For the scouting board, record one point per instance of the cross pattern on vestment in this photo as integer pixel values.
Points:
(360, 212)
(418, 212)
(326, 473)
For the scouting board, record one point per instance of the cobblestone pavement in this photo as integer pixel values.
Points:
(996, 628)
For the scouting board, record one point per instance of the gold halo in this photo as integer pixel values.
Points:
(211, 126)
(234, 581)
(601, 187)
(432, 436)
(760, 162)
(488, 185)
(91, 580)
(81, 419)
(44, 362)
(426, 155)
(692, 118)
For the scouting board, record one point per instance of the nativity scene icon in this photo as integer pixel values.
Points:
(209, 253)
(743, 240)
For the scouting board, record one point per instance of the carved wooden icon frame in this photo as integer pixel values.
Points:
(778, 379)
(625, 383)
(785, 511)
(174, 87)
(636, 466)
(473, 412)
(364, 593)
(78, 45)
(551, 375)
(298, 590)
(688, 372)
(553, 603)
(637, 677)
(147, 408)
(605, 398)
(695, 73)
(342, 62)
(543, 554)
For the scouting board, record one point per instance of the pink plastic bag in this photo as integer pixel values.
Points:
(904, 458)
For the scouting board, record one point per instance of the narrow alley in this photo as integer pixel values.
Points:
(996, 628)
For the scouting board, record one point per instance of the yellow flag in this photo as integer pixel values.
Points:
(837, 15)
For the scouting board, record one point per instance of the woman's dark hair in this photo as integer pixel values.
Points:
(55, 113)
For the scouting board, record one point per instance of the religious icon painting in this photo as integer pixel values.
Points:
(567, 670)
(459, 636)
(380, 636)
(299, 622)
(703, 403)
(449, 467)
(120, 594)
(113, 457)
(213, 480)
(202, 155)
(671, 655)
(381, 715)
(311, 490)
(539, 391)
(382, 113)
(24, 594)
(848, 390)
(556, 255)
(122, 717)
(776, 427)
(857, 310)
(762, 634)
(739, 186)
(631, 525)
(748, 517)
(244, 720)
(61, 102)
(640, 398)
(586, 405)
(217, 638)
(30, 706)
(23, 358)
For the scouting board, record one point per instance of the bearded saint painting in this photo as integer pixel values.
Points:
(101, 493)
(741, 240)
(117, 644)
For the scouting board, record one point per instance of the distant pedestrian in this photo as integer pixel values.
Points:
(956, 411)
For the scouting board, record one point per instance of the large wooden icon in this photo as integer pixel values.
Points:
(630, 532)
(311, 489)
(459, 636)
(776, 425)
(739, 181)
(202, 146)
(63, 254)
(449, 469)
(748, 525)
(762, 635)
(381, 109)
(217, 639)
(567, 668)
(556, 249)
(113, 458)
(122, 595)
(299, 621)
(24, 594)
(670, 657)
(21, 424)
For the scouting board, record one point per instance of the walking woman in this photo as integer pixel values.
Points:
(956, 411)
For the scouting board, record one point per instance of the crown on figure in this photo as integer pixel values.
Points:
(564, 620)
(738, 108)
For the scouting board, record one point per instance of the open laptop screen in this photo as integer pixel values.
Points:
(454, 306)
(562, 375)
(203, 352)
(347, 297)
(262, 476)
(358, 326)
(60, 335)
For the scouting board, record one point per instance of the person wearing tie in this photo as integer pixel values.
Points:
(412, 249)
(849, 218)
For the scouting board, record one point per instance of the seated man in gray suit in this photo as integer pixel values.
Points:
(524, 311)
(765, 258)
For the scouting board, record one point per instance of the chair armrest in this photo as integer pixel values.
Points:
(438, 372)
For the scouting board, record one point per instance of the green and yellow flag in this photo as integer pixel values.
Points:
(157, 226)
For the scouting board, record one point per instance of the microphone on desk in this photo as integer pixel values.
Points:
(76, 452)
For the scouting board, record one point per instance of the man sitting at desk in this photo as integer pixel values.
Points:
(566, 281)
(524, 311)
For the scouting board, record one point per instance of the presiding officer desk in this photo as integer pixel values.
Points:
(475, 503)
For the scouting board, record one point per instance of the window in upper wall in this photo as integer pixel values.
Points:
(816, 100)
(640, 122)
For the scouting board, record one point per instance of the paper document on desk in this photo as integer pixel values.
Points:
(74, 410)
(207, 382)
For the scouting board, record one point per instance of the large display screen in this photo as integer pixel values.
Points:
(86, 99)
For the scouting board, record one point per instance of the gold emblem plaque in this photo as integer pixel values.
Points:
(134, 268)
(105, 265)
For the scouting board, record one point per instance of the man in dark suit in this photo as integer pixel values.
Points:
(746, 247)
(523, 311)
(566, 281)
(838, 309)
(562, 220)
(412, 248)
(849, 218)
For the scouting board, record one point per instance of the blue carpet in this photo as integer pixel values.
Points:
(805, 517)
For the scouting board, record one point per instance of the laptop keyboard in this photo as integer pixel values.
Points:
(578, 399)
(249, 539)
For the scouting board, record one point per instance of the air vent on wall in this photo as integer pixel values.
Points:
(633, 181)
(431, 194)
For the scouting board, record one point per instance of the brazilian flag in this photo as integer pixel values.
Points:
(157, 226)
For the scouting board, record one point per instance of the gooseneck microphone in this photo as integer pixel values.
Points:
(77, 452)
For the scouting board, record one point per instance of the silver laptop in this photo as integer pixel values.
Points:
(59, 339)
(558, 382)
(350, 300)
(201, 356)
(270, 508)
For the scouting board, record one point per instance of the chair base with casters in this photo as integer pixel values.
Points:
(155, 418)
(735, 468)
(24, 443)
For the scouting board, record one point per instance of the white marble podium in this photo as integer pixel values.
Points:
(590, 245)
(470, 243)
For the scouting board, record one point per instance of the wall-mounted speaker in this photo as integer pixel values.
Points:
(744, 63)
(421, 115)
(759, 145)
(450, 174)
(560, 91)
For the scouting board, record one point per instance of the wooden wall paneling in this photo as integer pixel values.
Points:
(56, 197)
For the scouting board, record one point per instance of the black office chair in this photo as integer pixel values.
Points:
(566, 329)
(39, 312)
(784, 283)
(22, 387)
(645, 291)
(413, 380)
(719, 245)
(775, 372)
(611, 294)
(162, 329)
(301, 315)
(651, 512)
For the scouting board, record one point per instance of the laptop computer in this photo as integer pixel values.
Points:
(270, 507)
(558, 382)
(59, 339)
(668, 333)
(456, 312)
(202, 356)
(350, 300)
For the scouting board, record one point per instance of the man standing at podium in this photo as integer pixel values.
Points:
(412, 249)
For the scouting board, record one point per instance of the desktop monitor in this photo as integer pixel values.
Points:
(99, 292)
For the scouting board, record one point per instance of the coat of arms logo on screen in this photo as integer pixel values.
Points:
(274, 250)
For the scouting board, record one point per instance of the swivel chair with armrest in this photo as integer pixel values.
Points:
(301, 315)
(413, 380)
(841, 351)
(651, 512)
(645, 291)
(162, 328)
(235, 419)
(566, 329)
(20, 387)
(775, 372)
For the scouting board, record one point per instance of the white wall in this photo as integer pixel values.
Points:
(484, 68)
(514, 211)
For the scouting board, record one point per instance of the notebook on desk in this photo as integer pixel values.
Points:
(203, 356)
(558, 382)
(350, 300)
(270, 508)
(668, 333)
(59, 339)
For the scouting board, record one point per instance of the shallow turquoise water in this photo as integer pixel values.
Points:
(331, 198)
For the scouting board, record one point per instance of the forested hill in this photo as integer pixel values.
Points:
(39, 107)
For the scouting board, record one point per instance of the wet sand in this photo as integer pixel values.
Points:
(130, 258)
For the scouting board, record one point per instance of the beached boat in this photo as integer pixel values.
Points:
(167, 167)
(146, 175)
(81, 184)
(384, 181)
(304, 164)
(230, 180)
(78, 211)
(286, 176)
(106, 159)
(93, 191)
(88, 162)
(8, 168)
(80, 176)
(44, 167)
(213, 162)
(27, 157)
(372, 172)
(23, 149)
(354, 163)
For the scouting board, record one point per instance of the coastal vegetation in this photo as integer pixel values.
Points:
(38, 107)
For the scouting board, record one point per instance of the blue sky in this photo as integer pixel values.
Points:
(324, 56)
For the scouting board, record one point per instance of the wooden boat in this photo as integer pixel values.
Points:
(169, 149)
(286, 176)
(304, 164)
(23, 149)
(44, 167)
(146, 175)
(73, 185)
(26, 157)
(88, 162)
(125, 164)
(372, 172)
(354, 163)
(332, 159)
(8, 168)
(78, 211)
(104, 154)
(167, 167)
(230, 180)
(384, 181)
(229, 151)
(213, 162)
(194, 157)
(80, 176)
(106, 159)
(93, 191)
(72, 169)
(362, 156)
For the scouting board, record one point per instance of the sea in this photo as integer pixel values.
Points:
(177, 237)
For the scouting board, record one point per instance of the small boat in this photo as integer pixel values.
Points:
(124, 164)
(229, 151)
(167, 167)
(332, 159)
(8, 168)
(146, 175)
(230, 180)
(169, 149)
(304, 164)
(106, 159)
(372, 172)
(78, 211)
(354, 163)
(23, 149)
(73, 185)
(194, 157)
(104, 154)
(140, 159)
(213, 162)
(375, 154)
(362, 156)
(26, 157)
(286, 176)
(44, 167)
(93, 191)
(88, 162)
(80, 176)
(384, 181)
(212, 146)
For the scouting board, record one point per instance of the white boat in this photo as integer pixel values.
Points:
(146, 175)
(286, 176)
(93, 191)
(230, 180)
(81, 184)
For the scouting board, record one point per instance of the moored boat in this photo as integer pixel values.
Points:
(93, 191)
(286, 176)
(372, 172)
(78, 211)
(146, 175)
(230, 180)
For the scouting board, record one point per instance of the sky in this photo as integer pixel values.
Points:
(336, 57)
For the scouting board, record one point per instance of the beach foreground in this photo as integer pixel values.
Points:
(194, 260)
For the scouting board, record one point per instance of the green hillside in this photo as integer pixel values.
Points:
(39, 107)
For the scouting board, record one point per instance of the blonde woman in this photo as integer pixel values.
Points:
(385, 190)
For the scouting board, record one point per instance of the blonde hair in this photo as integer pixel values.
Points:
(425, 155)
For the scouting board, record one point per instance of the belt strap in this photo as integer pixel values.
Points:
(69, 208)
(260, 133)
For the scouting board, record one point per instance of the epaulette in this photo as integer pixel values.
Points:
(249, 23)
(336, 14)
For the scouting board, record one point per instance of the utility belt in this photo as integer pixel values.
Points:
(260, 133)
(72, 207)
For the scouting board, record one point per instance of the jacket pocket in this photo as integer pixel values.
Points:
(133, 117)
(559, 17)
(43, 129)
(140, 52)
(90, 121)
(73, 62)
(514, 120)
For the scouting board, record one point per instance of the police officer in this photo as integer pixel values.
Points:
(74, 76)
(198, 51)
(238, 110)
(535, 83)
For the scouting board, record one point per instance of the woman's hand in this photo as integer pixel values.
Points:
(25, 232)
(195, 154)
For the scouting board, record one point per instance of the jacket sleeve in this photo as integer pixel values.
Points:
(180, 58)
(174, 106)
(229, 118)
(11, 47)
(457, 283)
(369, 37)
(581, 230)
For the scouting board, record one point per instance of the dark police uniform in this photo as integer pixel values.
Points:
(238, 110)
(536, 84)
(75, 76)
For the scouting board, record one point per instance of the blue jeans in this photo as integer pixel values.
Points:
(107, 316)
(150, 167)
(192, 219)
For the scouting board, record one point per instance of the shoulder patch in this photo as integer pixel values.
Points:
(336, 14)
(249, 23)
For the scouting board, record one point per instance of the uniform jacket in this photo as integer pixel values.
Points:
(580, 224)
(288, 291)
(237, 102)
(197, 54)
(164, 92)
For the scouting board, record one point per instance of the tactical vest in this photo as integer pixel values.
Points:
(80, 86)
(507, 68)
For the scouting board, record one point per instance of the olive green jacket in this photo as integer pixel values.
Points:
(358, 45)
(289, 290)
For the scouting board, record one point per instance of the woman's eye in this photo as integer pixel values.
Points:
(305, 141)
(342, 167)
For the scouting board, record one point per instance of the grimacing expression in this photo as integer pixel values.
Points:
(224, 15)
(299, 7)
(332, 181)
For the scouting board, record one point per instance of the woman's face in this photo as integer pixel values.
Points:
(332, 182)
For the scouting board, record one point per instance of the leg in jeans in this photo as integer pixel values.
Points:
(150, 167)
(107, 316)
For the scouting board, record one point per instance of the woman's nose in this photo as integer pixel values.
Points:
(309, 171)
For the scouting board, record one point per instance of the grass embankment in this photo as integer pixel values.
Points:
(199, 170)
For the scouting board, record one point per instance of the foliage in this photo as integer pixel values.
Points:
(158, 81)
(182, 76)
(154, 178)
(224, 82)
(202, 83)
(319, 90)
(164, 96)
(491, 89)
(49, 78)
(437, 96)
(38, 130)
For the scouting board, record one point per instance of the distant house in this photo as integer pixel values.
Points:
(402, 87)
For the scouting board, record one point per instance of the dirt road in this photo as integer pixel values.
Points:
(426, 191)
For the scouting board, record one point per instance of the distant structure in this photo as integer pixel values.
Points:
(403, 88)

● THE PROBLEM
Reproduce exactly, and with no other material, the lines between those holding "computer in this photo as integer pixel values." and "monitor in this photo as integer pixel values.", inclusive.

● TASK ANSWER
For the scouting board, record one point per instance of the laptop computer in this photo as integer pixel values.
Points:
(270, 507)
(558, 382)
(59, 339)
(668, 333)
(456, 312)
(202, 356)
(350, 300)
For the scouting board, record one point per instance of the man standing at podium in this photo as integer pixel values.
Points:
(412, 249)
For the scouting board, record one point per instance of the desktop monitor in this photo as integer pixel values.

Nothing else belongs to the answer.